Page extract:
'''

We have successfully done this on a number of natural utterances. We extracted the labels automatically by using the aligner discussed in the diphone chapter. As we were using diphones from the same speaker as the natural utterances (KAL) the alignment is surprisingly good and trivial to do. You must however synthesis the utterance first and save the waveform and labels. Note you should listen to ensure that the synthesizer has generated the right labels (as much as that is possible), including breaks in the same places. Comparing synthesized utterances with natural ones quickly shows up many problems in synthesis.
This section gives a walkthrough of a set of basic scripts that can be used to build duration and F0 models. The results will be reasonable but they are designed to be language independent and hence more appropriate models will almost certainly give better results. We have used these methods when building diphone voices for new languages when we know almost nothing explicit about the language structure. This walkthrough however explcitly covers most of the major steps and hence will be useful as a basis for building new better models.

'''

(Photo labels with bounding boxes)
'''

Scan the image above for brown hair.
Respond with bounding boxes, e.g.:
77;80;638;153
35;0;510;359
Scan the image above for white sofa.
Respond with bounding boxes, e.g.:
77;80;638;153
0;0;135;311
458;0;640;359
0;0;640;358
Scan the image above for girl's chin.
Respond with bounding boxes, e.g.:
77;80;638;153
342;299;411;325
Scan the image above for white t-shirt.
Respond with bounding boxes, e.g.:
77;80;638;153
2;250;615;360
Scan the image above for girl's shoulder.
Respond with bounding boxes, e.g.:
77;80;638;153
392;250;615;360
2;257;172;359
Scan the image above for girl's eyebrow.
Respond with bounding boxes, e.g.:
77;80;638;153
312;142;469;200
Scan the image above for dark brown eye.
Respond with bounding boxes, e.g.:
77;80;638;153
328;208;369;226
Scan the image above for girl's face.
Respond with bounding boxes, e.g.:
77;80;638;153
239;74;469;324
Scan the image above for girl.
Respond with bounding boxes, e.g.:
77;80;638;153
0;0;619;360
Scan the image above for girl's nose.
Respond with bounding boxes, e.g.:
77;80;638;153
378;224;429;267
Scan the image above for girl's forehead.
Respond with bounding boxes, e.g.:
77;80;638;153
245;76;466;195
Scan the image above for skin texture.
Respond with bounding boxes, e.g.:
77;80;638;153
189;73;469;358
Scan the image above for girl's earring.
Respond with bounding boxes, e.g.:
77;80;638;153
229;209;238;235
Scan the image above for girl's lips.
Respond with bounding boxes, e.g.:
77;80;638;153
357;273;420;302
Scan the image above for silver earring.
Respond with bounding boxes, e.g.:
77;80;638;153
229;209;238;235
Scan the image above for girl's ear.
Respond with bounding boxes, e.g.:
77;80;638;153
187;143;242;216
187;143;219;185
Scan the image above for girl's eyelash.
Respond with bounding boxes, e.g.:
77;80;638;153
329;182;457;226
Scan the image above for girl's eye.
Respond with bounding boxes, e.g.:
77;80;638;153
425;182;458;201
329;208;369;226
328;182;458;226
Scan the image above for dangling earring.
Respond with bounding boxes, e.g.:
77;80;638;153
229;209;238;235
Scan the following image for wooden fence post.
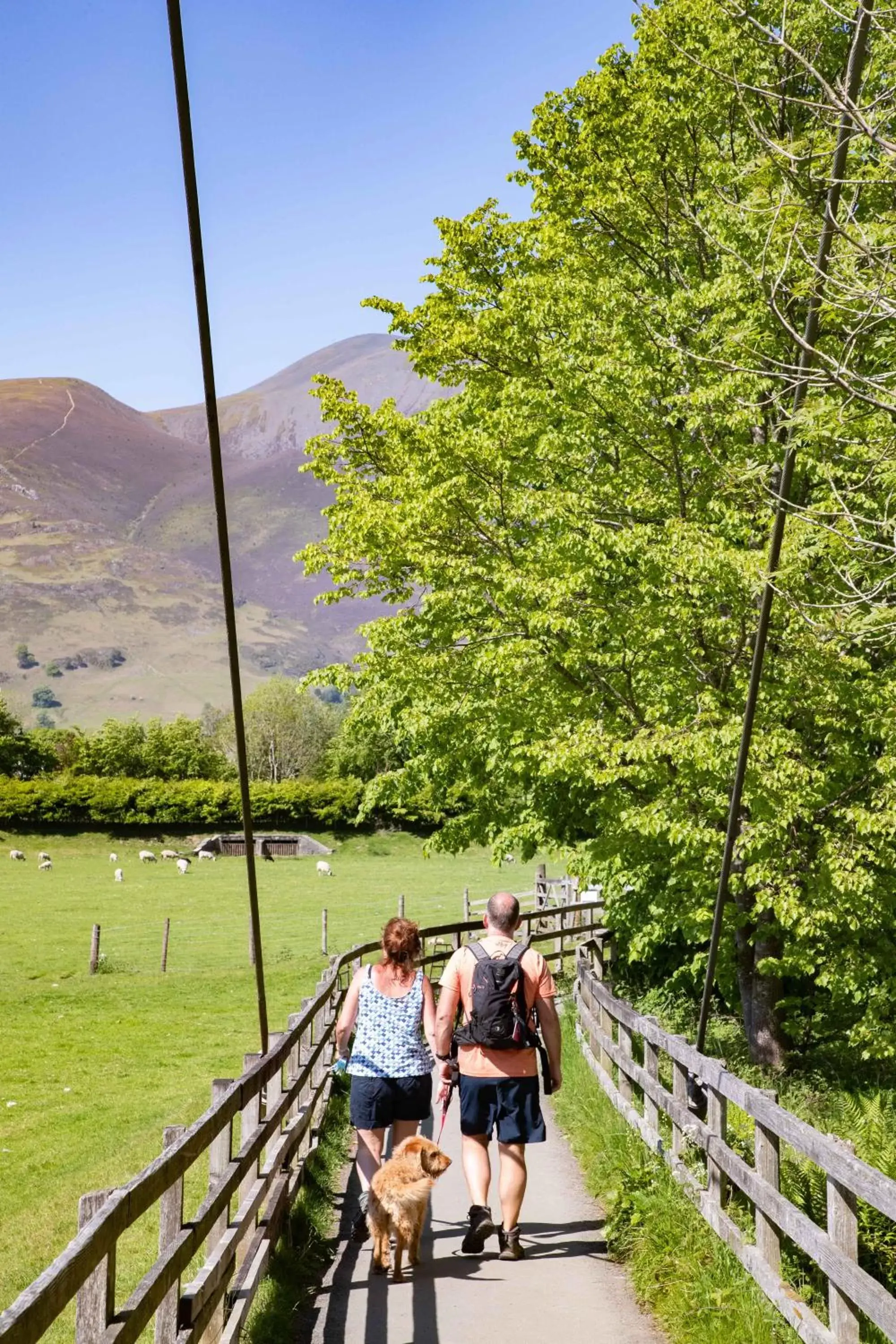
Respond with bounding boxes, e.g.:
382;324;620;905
709;1074;728;1208
202;1078;234;1344
156;1125;185;1344
237;1054;262;1265
594;937;612;1078
643;1017;659;1146
286;1012;302;1121
75;1188;116;1344
754;1087;780;1274
534;863;548;910
85;925;99;978
827;1134;858;1344
672;1036;688;1157
265;1031;286;1146
618;1021;634;1105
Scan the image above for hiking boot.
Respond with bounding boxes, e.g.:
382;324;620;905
498;1223;525;1259
461;1204;497;1255
348;1191;371;1246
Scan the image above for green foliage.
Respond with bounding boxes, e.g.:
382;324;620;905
31;685;60;710
553;1016;797;1344
0;774;362;829
301;0;896;1056
0;695;52;780
70;715;230;780
245;1081;351;1344
215;676;344;784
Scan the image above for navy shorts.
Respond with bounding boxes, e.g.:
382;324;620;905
461;1074;545;1144
349;1074;433;1129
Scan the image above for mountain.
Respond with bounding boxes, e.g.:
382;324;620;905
0;335;448;724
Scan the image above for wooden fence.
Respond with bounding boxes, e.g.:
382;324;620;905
575;934;896;1344
0;902;602;1344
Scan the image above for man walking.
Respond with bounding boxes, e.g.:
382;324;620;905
434;891;563;1259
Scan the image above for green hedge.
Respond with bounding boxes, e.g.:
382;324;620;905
0;774;363;828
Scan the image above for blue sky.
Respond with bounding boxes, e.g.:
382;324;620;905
0;0;631;410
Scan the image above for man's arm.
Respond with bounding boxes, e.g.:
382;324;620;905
434;985;461;1055
537;999;563;1091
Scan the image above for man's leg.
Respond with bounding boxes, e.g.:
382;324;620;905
498;1144;526;1232
461;1134;491;1208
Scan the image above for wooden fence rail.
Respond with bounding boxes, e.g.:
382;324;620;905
0;902;604;1344
575;934;896;1344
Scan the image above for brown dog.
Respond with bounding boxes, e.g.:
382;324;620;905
367;1134;451;1284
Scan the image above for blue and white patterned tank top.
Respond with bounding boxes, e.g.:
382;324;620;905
348;966;433;1078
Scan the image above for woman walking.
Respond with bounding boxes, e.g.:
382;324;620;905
336;919;435;1242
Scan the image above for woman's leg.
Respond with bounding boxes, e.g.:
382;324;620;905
355;1129;386;1191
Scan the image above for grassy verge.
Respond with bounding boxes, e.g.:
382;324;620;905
555;1012;797;1344
243;1083;351;1344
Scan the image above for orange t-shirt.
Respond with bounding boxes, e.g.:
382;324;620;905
439;934;556;1078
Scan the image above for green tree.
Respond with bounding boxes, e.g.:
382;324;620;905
0;696;52;780
301;0;896;1063
218;676;344;782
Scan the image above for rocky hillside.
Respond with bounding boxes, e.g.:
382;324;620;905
0;335;445;724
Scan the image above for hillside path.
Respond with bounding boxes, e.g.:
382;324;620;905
296;1097;663;1344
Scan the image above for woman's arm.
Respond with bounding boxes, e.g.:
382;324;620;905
423;976;435;1055
336;968;364;1058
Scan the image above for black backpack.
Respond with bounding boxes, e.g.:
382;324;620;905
454;942;538;1050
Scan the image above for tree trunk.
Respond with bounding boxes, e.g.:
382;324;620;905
735;891;787;1068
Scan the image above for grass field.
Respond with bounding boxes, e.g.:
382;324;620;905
0;832;543;1339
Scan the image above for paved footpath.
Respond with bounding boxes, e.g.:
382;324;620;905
296;1097;662;1344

'''

Complete the following:
1. Answer these about the speech synthesis extract:
(a) What was used to extract the labels automatically?
(b) Whose diphones were used, in relation to the natural utterances?
(c) What kind of voices have these methods been used to build when almost nothing explicit is known about the language structure?
2. Write what comes next in the speech synthesis extract, following on from its last sentence.

Answers for this exercise:
1.
(a) The aligner discussed in the diphone chapter.
(b) Diphones from the same speaker as the natural utterances (KAL).
(c) Diphone voices for new languages.

2.
In many ways this process is simialr to the limited domain voice building process. here we will design a set of prompts which are believed to cover the prosody that we wish to model, we record and label the data and then build models from the utterances built from the natural speech. In fact the basic structure for this uses the limited domain scripts for the initial part of the process.
The basic stages of this task are
The object here is to cpature enough speech in prosodic style that you wish your syntehsizer to use. Note as prosodic modelling is still and extremely difficult area all models are extremely imporerished (especially the very simple models we are presenting here), thus do not be too ambitious. However it is worthwhile consider if you wish dialog (i.e. conversational speech) or prose (i.e. read speech). Prose can be news reader style or story telling style. Most synthesizers are trained on news reader style becuase its fairly consistent and believe to be easier to model, and reading paragraphs of text is seens as a basic apllication for text to speech synthesizers. However today with more dialog systems such prosodic models are often not as appropriate.
Ideally your database will be marked up with prosodic tagging that your voice talent will understand and be able to deliver appropriately. Designing such a database isn't easy but when starting off in new languages anything may be better than fixed durations and a naive declining F0. Thus simply a list of 500 sentences from newspapers may give rise to better models than.
Suppose you have your 500 sentences, construct a prompt list as is done with the limited domain constuction. That is, you need a file of the form.
( sent_0001 "She had your dark suit in greasy washwater all year.") ( sent_0002 "Don't make me carry an oily rag like that.") ( sent_0003 "They wanted to go on a barge trip.") ...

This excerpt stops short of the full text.